OBJECTIVE: Repeat every entry word for word, but leave the images out of your copy.
--- Start SOURCE DATA ---
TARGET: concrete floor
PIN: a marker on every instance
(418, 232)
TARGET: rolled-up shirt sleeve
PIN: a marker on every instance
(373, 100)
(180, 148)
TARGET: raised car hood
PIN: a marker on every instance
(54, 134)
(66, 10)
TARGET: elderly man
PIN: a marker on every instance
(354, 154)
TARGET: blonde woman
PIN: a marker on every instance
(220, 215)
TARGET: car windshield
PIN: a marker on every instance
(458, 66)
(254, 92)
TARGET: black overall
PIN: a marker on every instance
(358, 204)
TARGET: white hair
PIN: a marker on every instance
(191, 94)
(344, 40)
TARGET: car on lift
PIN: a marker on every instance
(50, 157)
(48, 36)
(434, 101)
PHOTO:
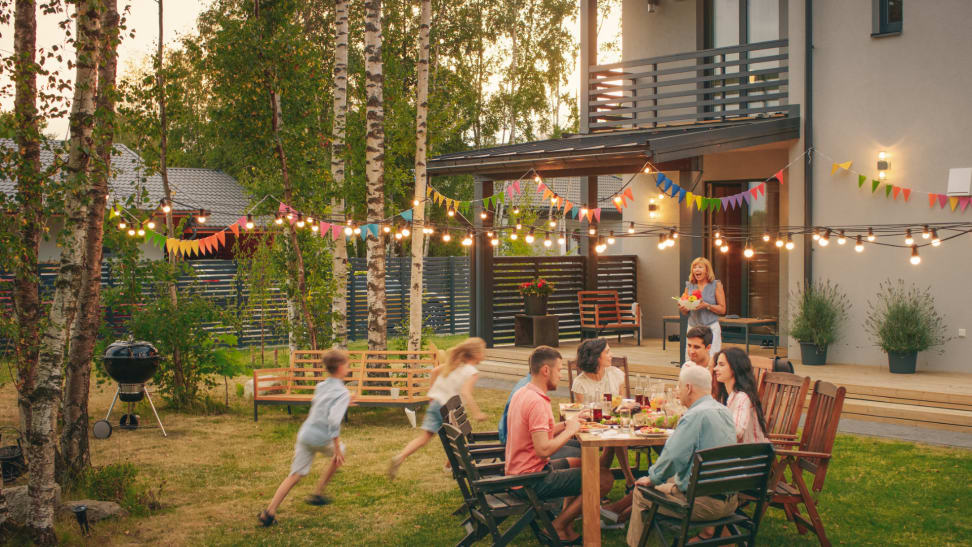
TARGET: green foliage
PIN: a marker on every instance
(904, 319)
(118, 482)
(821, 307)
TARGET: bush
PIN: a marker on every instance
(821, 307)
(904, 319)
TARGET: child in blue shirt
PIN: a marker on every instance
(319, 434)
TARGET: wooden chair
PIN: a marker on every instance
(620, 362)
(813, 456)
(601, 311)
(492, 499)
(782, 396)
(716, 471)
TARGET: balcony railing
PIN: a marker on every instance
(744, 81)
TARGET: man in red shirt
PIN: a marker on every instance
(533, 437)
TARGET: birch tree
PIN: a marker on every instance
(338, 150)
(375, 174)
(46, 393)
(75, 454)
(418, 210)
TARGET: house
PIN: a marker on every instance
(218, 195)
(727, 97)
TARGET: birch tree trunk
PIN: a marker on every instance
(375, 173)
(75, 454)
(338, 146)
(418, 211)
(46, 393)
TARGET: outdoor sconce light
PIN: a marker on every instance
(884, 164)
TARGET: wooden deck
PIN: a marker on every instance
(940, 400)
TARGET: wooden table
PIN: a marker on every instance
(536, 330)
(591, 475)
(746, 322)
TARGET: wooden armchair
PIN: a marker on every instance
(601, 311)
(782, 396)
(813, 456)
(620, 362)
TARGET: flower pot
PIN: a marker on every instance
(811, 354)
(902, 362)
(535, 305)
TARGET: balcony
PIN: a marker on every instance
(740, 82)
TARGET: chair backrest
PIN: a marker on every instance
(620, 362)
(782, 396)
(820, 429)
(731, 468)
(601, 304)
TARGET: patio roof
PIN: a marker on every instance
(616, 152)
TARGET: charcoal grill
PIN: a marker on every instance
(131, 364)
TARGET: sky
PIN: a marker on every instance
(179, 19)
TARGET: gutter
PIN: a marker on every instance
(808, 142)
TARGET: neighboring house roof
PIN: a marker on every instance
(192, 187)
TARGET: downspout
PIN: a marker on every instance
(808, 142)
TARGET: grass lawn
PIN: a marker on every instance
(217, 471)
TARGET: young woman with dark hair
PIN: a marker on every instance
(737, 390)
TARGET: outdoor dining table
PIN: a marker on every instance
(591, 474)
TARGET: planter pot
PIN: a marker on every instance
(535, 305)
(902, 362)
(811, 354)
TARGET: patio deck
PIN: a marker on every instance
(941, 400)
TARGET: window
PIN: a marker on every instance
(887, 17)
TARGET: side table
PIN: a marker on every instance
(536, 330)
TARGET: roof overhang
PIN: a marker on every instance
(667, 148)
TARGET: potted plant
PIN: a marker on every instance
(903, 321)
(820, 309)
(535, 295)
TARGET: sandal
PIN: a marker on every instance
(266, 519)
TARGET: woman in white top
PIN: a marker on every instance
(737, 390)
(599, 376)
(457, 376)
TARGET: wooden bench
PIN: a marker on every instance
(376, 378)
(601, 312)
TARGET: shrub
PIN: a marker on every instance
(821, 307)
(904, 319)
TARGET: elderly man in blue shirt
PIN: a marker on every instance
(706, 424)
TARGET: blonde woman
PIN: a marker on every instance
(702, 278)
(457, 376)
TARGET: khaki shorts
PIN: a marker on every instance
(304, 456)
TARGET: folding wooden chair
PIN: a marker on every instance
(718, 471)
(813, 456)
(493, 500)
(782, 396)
--- End SOURCE DATA ---
TASK OUTPUT:
TARGET: concrete floor
PIN: a marker on every instance
(418, 232)
TARGET: rolled-up shirt sleeve
PIN: a marker on every instance
(373, 100)
(180, 148)
TARGET: raised car hood
PIN: a marker on every instance
(54, 134)
(66, 10)
TARGET: elderly man
PIN: a marker on every instance
(354, 154)
TARGET: blonde woman
PIN: a marker on every instance
(220, 215)
TARGET: car windshield
PIN: a marker on every instance
(458, 66)
(254, 92)
TARGET: black overall
PIN: a marker on every instance
(358, 204)
TARGET: white hair
PIN: a marker on every instance
(191, 94)
(344, 40)
TARGET: car on lift
PIN: a marker on every instance
(50, 157)
(48, 36)
(434, 101)
PHOTO:
TARGET: green foliage
PIN: a marker on every instance
(904, 319)
(118, 482)
(821, 307)
TARGET: bush
PIN: a marker on every instance
(821, 307)
(904, 319)
TARGET: child in blue shirt
PIN: a marker on every instance
(319, 434)
TARGET: wooden chair
PIN: a marker on every instance
(620, 362)
(813, 456)
(601, 311)
(492, 499)
(782, 396)
(716, 471)
TARGET: balcony railing
PIN: a marker on every instance
(744, 81)
TARGET: man in red shirt
PIN: a marker on every instance
(533, 437)
TARGET: birch tree
PIN: a marker on every instance
(338, 150)
(375, 174)
(46, 393)
(75, 454)
(418, 210)
TARGET: house
PIN: a marker on every instance
(218, 195)
(727, 97)
TARGET: birch tree trunk
PIN: a marker on every instance
(375, 173)
(75, 454)
(338, 146)
(418, 211)
(46, 393)
TARGET: outdoor sconce light
PIN: a marker on every instance
(884, 164)
TARGET: wooden deck
PIN: a marker on every instance
(940, 400)
TARGET: wooden table
PIN: a marker on every instance
(536, 330)
(591, 475)
(746, 322)
TARGET: wooden armchair
PIN: a marker on every instance
(601, 311)
(782, 396)
(813, 456)
(620, 362)
TARGET: flower pot
PIN: a marker on every instance
(811, 354)
(902, 362)
(535, 305)
TARGET: balcony
PIN: a marker on every instance
(740, 82)
TARGET: chair backrest
PIN: a marker on every instance
(620, 362)
(782, 396)
(820, 429)
(731, 468)
(601, 304)
TARGET: patio roof
PIN: a marker on every instance
(616, 152)
TARGET: charcoal grill
PIN: a marker on every instance
(131, 364)
TARGET: sky
PIN: a marker on every instance
(179, 19)
TARGET: gutter
PIN: a marker on every instance
(808, 142)
TARGET: neighboring house roof
PIN: a marker on every instance
(192, 187)
TARGET: downspout
PIN: a marker on every instance
(808, 142)
TARGET: grass lawn
PIN: a marker on every instance
(217, 471)
TARGET: young woman with dark hair
PIN: a marker on every instance
(737, 390)
TARGET: outdoor dining table
PIN: a marker on every instance
(591, 474)
TARGET: planter pot
PIN: a marker on every instance
(535, 305)
(902, 362)
(811, 354)
TARGET: patio deck
PIN: a marker on every instance
(941, 400)
TARGET: window
PIN: a marker on every instance
(887, 17)
TARGET: side table
PIN: a marker on every instance
(536, 330)
TARGET: roof overhang
PIN: a marker on every instance
(667, 148)
TARGET: potted plant
PIN: a marker on every instance
(903, 321)
(820, 309)
(535, 295)
TARGET: sandal
PIN: a marker on every instance
(266, 519)
TARGET: woman in white top
PIN: a marker on every instance
(737, 390)
(599, 376)
(457, 376)
TARGET: wooden bench
PIN: a marker on every instance
(376, 378)
(601, 312)
TARGET: shrub
PIN: a marker on every instance
(821, 307)
(904, 319)
TARGET: elderly man in blue shirt
PIN: a marker on every instance
(706, 424)
TARGET: blonde woman
PIN: a marker on every instance
(702, 278)
(457, 376)
TARGET: khaki shorts
PIN: a marker on every instance
(304, 456)
TARGET: folding wooden chair
PIN: a marker on every instance
(718, 471)
(813, 456)
(493, 500)
(782, 396)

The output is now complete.